Questions on the material:
• A. According to the text about Codere, which bank has the company reportedly hired to lead the renegotiation of its corporate debt bonds?
• B. Quote the text about Codere word for word, from "Further drastic actions" up to and including "Mexican business unit.".

Given text:
—————
Spanish business news sources have reported on the dire circumstances faced by Codere SA, as the company tries to keep its business afloat amid global COVID-19 disruptions.
An embattled Codere has reportedly hired Bank of America to lead renegotiations of its long-standing €900 million corporate debt bonds with US investors.
Taking on a high-risk client, Bank of America will have to convince Codere debt holders to extend 2021 debt maturity terms for a further two years.
Complicating matters, global credit agency Moody has reclassified Codere bonds to a ‘CAA-1’ index, which brand the Spanish incumbent’s debt holdings as ‘junk bonds’ holding a ‘negative outlook for investors’.
March trading saw Codere’s bond value plummet to from €0.90 to €0.35 cents, as the legacy Spanish gambling operator became the ‘most bet against’ company listed on the Bolsa Madrid Exchange.
Mirroring industry-wide developments, COVID-19 disruptions have seen Codere temporarily shut down its entire land-based gambling profile operating across Spain, Argentina, Italy, Colombia, Mexico and Uruguay.
Further drastic actions have led Codere to place 1,000 of its Spanish staff under the government’s ERTE payroll protection program, with the gambling group also securing a €20 million credit line to protect its Mexican business unit.
Codere’s €900 million long-term debt has been primarily amassed as part of the firm’s 2015 restructuring led by US private equity firms, which saw the Spanish operator avoid bankruptcy.
—————
Data for review:
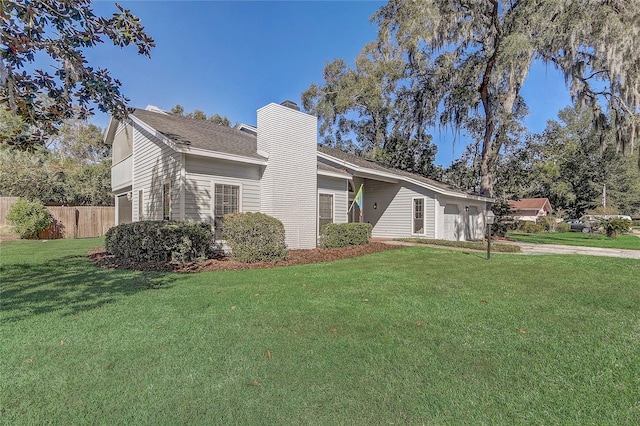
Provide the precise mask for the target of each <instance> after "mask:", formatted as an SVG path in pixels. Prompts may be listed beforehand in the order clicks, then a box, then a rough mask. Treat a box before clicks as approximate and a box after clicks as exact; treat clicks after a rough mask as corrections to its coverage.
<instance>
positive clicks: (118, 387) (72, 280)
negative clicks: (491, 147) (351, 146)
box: [0, 240, 640, 425]
mask: <svg viewBox="0 0 640 426" xmlns="http://www.w3.org/2000/svg"><path fill="white" fill-rule="evenodd" d="M101 243H102V241H101V240H61V241H48V242H46V243H43V242H38V241H35V242H25V241H17V242H10V243H2V244H0V256H1V257H0V259H1V274H2V275H1V276H2V281H1V288H2V293H1V294H0V297H1V299H0V300H1V311H0V319H1V326H0V327H1V330H0V332H1V335H2V345H1V346H0V374H1V378H2V380H0V420H1V423H2V424H12V425H15V424H43V423H51V424H104V423H106V424H125V423H126V424H154V425H155V424H167V425H174V424H283V425H289V424H349V425H351V424H355V425H358V424H360V425H370V424H508V425H511V424H532V423H533V424H575V425H582V424H611V425H622V424H640V351H639V350H638V347H639V345H640V328H639V327H640V287H639V286H640V282H638V276H640V262H638V261H637V260H631V259H616V258H599V257H595V258H594V257H587V256H522V255H511V254H496V255H495V256H493V257H492V258H491V260H490V261H487V260H485V258H484V256H483V255H482V253H470V252H465V251H451V250H442V249H437V248H431V247H410V248H403V249H401V250H392V251H386V252H381V253H376V254H373V255H368V256H364V257H360V258H353V259H348V260H343V261H338V262H333V263H324V264H314V265H304V266H294V267H284V268H274V269H266V270H246V271H228V272H214V273H199V274H150V273H141V272H131V271H112V270H102V269H97V268H95V267H94V266H93V265H92V264H91V263H90V262H89V261H88V260H87V259H86V257H85V253H86V252H87V250H89V249H90V248H91V247H93V246H95V245H98V244H101Z"/></svg>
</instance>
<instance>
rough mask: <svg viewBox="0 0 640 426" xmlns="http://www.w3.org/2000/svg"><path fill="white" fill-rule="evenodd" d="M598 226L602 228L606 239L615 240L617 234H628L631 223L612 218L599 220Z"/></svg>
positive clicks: (629, 221) (617, 235)
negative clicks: (599, 222)
mask: <svg viewBox="0 0 640 426" xmlns="http://www.w3.org/2000/svg"><path fill="white" fill-rule="evenodd" d="M600 226H601V227H602V228H604V230H605V232H606V233H607V236H608V237H611V238H616V237H617V236H618V234H619V233H621V234H622V233H625V232H629V230H630V229H631V221H630V220H629V219H621V218H619V217H612V218H609V219H602V220H600Z"/></svg>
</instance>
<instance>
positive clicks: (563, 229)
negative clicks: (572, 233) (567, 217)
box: [556, 222, 571, 232]
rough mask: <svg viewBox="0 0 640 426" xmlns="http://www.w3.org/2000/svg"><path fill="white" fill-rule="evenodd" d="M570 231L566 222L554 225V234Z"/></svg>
mask: <svg viewBox="0 0 640 426" xmlns="http://www.w3.org/2000/svg"><path fill="white" fill-rule="evenodd" d="M569 231H571V225H569V224H568V223H567V222H558V223H557V224H556V232H569Z"/></svg>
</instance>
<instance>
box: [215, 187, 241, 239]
mask: <svg viewBox="0 0 640 426" xmlns="http://www.w3.org/2000/svg"><path fill="white" fill-rule="evenodd" d="M213 204H214V205H213V217H214V227H215V233H216V237H215V238H216V240H221V239H222V228H223V227H224V224H223V221H222V219H223V217H224V215H225V214H227V213H238V212H239V211H240V187H239V186H237V185H226V184H219V183H216V184H215V187H214V203H213Z"/></svg>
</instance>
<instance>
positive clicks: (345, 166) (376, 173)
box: [318, 152, 402, 183]
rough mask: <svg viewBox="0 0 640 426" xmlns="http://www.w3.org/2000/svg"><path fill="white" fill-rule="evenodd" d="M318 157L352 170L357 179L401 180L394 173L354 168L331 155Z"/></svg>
mask: <svg viewBox="0 0 640 426" xmlns="http://www.w3.org/2000/svg"><path fill="white" fill-rule="evenodd" d="M318 156H319V157H321V158H324V159H325V160H329V161H331V162H333V163H336V164H340V165H342V166H344V167H346V168H349V169H351V170H353V171H354V172H355V173H354V175H357V176H358V177H363V178H368V179H375V180H381V181H384V182H390V183H397V182H399V181H401V180H402V177H401V176H398V175H396V174H395V173H389V172H382V171H380V170H374V169H369V168H367V167H360V166H356V165H355V164H353V163H349V162H348V161H344V160H341V159H339V158H336V157H332V156H331V155H327V154H325V153H323V152H318Z"/></svg>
—————
Solution list:
• A. Bank of America

• B.
Further drastic actions have led Codere to place 1,000 of its Spanish staff under the government’s ERTE payroll protection program, with the gambling group also securing a €20 million credit line to protect its Mexican business unit.